A história da primeira enóloga do Chile e sua obstinação pelos vinhos de uma região em que ela foi pioneira
Arnaldo Grizzo e Eduardo Milan Publicado em 31/12/2018, às 20h00
María Luz Marín não se incomoda de maneira alguma quando questionam o preço de seus vinhos. Desde que lançou seus primeiros rótulos, ela lida com esses questionamentos sem qualquer embaraço. Desde o princípio, ela sabia que precisava posicionar seus vinhos em uma categoria de preço mais elevada (razões que ela explica nesta entrevista). E ela precisou suportar toda a pressão dessa decisão para hoje poder não somente não se incomodar mais com possíveis questionamentos, como ter respostas muito sinceras.
Nesta entrevista exclusiva, María Luz revela o quão difícil foi sua trajetória no mundo do vinho para alcançar o status que possui atualmente. Não fosse apenas pelo fato de ter sido pioneira entre as mulheres enólogas do Chile, ela conta que passou por momentos desesperadores, em que chegou a pensar em desistir de tudo, mas, resiliente, fez perseverar a ideia de produzir grandes vinhos (especialmente brancos) em uma região até então desconhecida do território chileno, Lo Abarca, no vale de San Antonio.
Descubra a seguir como é ignorar conselhos e criar uma vinícola em um local nunca antes explorado, brigar com o governo para poder cultivar vinhas, tentar ter sucesso produzindo brancos em um mundo que valoriza muito mais os tintos, não se curvar às críticas e perseverar, tudo isso sendo a primeira mulher a se graduar em enologia na Universidade do Chile.

### [SEÇÃO DE DADOS]

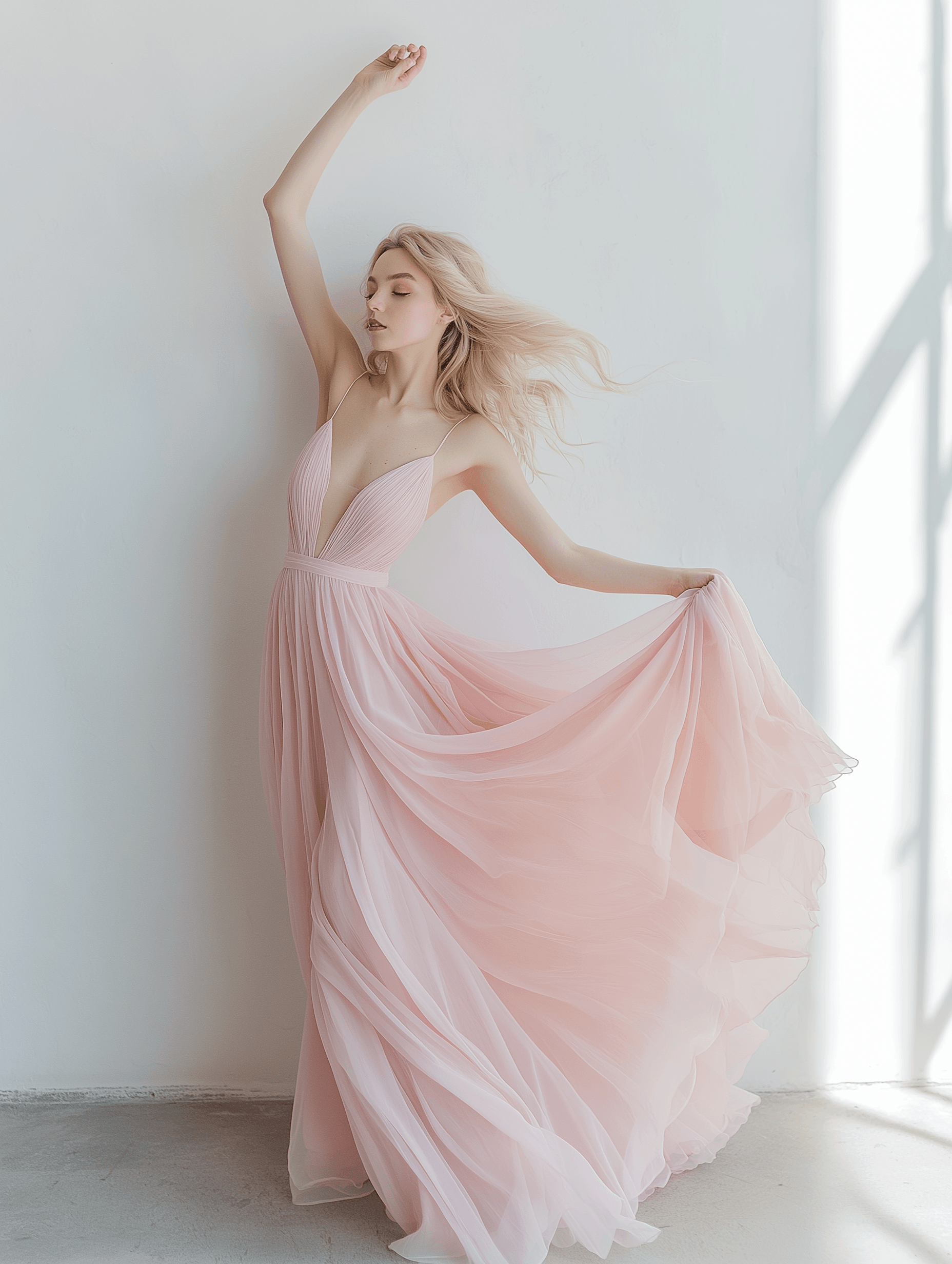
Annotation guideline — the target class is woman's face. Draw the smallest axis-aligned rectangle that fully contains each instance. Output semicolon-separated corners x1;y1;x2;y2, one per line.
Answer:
364;250;452;351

### [EXERCÍCIOS]
**a)** Na frase do texto sobre María Luz Marín que começa com "Descubra a seguir como é", quais desafios são enumerados antes de "tudo isso sendo a primeira mulher"?
**b)** Segundo o texto sobre María Luz Marín, em que região ela insistiu em produzir grandes vinhos?
Os dados são um material independente do texto.

### [RESPOSTAS]
**a)**
- Ignorar conselhos e criar uma vinícola em um local nunca antes explorado
- Brigar com o governo para poder cultivar vinhas
- Tentar ter sucesso produzindo brancos em um mundo que valoriza muito mais os tintos
- Não se curvar às críticas e perseverar

**b)** Em Lo Abarca, no vale de San Antonio.